*** GIVEN RECORDS Section Begins ***

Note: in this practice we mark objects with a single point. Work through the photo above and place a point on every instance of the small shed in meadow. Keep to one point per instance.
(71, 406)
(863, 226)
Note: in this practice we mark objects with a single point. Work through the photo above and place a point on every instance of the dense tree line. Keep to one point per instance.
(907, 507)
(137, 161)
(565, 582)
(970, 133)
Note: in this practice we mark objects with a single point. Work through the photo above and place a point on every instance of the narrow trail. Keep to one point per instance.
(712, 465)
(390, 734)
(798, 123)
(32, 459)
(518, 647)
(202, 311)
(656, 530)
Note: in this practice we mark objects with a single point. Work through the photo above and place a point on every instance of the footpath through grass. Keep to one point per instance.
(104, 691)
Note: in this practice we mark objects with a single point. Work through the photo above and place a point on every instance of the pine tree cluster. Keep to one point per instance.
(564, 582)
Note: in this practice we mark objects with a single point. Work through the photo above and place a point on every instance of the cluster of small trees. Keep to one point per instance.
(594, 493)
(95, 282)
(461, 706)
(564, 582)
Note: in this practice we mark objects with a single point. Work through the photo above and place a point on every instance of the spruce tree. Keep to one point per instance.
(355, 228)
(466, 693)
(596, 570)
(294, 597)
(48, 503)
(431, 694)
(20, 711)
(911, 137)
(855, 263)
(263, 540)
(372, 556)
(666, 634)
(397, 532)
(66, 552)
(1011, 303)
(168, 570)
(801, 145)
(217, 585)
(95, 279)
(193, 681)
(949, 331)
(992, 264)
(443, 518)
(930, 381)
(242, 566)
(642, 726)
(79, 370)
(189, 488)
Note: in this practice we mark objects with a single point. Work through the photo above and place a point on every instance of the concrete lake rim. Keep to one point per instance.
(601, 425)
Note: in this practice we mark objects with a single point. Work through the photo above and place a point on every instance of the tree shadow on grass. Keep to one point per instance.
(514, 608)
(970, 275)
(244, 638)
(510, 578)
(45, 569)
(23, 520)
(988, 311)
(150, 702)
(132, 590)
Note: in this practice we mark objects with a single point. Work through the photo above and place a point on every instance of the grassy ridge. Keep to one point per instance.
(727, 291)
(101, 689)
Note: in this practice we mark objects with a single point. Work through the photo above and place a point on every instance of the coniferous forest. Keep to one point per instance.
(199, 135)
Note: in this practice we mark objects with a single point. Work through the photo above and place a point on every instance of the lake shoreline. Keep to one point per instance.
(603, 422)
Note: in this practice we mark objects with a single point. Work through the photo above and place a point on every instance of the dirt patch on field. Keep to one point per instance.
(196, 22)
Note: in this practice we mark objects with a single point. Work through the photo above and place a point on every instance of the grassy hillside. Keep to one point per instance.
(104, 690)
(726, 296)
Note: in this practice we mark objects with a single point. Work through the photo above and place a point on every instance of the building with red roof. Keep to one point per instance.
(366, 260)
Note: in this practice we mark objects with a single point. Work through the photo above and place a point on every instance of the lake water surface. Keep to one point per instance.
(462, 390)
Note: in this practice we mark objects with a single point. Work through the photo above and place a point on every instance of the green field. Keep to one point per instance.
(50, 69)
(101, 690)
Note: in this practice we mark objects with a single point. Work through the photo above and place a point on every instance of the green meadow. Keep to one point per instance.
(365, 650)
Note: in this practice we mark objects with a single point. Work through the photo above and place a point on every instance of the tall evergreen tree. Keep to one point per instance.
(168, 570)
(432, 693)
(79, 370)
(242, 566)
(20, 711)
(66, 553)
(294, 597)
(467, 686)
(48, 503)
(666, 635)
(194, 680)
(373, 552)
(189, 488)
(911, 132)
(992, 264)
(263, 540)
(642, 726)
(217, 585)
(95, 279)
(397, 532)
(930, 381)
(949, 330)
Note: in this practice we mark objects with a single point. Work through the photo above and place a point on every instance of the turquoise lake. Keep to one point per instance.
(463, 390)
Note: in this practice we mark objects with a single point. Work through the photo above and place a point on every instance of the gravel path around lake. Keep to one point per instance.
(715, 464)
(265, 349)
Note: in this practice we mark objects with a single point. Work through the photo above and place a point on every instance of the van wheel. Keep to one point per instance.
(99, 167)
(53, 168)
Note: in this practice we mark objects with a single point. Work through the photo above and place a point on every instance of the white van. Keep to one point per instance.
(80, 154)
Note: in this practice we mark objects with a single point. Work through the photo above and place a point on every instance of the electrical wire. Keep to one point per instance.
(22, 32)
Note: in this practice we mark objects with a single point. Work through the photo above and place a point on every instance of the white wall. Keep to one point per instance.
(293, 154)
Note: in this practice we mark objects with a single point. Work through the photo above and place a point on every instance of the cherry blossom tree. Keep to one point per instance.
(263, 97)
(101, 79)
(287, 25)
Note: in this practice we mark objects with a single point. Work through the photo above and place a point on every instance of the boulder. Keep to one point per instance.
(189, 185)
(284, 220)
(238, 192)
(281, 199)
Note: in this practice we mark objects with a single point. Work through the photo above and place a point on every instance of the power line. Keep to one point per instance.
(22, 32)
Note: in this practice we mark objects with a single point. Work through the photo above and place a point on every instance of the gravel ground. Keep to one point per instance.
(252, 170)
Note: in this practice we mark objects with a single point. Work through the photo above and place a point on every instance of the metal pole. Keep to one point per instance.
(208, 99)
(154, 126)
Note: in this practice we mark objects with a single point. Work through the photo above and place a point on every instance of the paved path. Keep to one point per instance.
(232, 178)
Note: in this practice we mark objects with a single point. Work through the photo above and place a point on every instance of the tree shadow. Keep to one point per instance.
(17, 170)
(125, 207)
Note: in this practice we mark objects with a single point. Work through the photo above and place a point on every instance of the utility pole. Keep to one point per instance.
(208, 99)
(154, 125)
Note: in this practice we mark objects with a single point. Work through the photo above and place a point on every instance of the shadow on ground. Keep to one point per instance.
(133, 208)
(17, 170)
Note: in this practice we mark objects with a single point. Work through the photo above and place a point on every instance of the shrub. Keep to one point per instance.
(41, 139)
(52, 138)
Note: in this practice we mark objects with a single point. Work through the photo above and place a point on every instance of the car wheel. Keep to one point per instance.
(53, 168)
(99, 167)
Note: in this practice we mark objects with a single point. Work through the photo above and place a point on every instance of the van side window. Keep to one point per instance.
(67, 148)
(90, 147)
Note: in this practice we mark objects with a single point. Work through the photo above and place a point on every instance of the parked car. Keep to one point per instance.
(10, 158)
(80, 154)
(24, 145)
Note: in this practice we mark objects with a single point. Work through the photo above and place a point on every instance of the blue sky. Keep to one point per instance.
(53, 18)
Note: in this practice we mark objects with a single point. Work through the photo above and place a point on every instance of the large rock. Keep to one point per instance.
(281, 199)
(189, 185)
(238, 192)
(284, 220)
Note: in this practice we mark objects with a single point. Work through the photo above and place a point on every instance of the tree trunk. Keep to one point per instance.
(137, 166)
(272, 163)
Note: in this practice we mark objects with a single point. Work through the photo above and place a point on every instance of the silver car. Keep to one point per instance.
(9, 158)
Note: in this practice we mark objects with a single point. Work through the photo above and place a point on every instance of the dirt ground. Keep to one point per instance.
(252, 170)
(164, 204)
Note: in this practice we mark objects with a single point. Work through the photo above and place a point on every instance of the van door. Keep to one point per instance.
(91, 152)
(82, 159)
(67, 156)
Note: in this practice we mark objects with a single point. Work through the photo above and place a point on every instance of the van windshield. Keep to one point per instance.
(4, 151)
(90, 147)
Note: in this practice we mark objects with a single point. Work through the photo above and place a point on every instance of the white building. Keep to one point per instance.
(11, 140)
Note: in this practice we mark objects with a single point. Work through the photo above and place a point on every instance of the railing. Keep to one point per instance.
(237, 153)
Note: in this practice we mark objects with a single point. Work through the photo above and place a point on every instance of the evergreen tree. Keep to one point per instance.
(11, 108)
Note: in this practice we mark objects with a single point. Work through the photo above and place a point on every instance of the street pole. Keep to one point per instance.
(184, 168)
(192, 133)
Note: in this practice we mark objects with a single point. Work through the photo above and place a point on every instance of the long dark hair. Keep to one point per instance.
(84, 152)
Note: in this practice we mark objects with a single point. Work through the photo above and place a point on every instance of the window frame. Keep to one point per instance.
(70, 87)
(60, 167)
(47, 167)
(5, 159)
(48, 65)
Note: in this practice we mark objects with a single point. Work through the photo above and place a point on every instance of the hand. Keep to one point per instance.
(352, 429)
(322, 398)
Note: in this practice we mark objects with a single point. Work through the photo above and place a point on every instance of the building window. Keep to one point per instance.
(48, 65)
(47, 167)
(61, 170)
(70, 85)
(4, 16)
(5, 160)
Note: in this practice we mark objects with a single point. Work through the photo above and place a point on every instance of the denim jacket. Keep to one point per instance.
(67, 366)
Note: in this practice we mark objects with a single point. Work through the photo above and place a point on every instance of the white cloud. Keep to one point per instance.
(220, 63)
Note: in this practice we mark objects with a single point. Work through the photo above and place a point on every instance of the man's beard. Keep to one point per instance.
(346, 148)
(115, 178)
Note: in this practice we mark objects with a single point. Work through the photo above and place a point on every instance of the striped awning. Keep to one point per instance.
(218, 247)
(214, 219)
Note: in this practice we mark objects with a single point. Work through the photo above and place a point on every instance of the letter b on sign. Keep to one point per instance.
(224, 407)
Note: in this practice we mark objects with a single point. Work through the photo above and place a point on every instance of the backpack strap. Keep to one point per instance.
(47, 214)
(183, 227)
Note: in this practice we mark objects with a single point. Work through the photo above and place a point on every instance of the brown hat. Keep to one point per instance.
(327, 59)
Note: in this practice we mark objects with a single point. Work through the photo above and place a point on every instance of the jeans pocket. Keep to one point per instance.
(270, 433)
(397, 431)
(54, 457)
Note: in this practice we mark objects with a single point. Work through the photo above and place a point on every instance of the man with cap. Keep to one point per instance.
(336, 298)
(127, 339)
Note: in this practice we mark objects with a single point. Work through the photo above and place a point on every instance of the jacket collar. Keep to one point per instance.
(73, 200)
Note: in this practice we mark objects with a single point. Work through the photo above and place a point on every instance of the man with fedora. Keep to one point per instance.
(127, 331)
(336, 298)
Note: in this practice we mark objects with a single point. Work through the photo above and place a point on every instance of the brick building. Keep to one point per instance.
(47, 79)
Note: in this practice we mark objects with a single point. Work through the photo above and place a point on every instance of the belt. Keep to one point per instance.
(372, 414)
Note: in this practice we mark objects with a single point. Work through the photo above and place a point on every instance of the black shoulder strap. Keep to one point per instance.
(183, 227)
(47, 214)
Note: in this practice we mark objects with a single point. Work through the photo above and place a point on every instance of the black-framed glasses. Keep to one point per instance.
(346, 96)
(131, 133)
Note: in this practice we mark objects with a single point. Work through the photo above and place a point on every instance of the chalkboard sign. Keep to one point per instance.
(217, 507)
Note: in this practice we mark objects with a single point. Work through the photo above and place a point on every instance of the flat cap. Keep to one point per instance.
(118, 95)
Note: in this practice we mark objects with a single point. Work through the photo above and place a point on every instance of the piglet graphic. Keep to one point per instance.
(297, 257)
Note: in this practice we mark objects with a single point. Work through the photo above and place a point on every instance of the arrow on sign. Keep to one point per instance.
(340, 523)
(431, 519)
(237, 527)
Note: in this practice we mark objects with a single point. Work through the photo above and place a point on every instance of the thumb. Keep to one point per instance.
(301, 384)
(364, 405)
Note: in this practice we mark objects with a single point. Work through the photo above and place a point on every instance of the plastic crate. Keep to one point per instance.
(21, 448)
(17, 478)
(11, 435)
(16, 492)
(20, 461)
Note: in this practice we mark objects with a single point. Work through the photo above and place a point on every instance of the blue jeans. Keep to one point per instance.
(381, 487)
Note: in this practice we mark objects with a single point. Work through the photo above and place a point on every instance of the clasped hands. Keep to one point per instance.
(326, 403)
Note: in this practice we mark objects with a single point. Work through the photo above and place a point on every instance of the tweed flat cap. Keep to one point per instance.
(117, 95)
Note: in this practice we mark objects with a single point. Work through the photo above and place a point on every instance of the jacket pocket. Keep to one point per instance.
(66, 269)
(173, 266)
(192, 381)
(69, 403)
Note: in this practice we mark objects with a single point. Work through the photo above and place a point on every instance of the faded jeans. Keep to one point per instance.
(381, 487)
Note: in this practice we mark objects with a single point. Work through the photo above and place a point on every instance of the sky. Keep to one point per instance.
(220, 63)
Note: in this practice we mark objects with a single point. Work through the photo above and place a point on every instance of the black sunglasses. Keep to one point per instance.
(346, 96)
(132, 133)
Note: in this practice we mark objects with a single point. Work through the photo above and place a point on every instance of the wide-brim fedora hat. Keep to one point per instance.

*** GIVEN RECORDS Section Ends ***

*WORK ITEM*
Repeat only what runs from the line holding "sunglasses. Keep to one point per instance." to the end of the data, keeping every line exactly as written, first and last included.

*EXERCISE RESPONSE*
Note: in this practice we mark objects with a single point. Work through the photo above and place a point on every instance of the black sunglasses. Keep to one point per instance.
(346, 96)
(132, 133)
Note: in this practice we mark objects with a single point. Work through the photo above and place a point on every instance of the wide-brim fedora hat. Keep to one point per instance.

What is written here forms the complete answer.